Recast the lines below, from the line with "indicate the decorative" to the line with "column 380, row 14", both included, as a Markdown table with the columns Number and Line, skipping blank lines.
- - - - -
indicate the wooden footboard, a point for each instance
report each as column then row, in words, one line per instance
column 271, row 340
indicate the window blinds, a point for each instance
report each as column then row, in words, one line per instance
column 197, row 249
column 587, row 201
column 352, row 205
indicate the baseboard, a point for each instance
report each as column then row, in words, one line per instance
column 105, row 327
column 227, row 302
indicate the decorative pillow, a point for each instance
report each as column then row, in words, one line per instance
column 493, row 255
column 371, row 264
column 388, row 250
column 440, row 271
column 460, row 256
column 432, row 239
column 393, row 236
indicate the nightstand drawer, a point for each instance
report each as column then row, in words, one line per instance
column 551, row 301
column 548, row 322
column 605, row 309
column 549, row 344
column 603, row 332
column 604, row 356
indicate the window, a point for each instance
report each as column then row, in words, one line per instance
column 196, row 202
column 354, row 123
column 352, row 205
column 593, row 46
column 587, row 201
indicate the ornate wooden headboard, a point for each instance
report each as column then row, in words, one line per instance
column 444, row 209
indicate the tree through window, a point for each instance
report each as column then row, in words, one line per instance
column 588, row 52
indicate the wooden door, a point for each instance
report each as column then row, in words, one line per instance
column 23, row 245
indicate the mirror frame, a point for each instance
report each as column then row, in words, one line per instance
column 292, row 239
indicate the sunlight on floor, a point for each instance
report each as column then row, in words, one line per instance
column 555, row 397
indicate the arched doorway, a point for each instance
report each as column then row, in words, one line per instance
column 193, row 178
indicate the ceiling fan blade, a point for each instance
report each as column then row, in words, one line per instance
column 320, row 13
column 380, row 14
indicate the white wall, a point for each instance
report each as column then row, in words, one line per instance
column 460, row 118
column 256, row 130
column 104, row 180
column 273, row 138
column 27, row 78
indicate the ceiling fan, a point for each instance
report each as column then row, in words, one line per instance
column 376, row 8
- - - - -
Answer to the problem =
| Number | Line |
|---|---|
| 1 | indicate the decorative pillow, a point for each instance |
| 2 | report each as column then row, in words, one line per instance |
| 3 | column 493, row 255 |
| 4 | column 371, row 264 |
| 5 | column 388, row 250 |
| 6 | column 440, row 271 |
| 7 | column 460, row 256 |
| 8 | column 432, row 239 |
| 9 | column 393, row 236 |
| 10 | indicate the nightstand drawer, a point for each instance |
| 11 | report each as column then row, in words, one line per instance |
| 12 | column 551, row 301 |
| 13 | column 548, row 322 |
| 14 | column 605, row 309 |
| 15 | column 549, row 344 |
| 16 | column 603, row 332 |
| 17 | column 604, row 356 |
| 18 | indicate the window, a point for each instance |
| 19 | report each as column then row, in words, one line per instance |
| 20 | column 196, row 202 |
| 21 | column 354, row 123 |
| 22 | column 352, row 205 |
| 23 | column 593, row 46 |
| 24 | column 587, row 201 |
| 25 | indicate the ornate wooden headboard, a point for each instance |
| 26 | report each as column then row, in words, one line per instance |
| 27 | column 444, row 209 |
| 28 | indicate the tree through window, a point for each instance |
| 29 | report each as column then row, in words, one line per instance |
| 30 | column 588, row 52 |
| 31 | indicate the wooden door, a point for each instance |
| 32 | report each as column then row, in words, one line per instance |
| 33 | column 23, row 245 |
| 34 | indicate the mirror frame, a point for each instance |
| 35 | report each as column then row, in words, one line per instance |
| 36 | column 292, row 239 |
| 37 | indicate the sunlight on floor, a point for each instance |
| 38 | report each as column then row, in words, one line per instance |
| 39 | column 555, row 397 |
| 40 | indicate the arched doorway, a point for each instance |
| 41 | report each as column then row, in words, one line per instance |
| 42 | column 193, row 178 |
| 43 | indicate the ceiling fan blade, a point for each instance |
| 44 | report each as column then row, in words, one line per instance |
| 45 | column 320, row 13 |
| 46 | column 380, row 14 |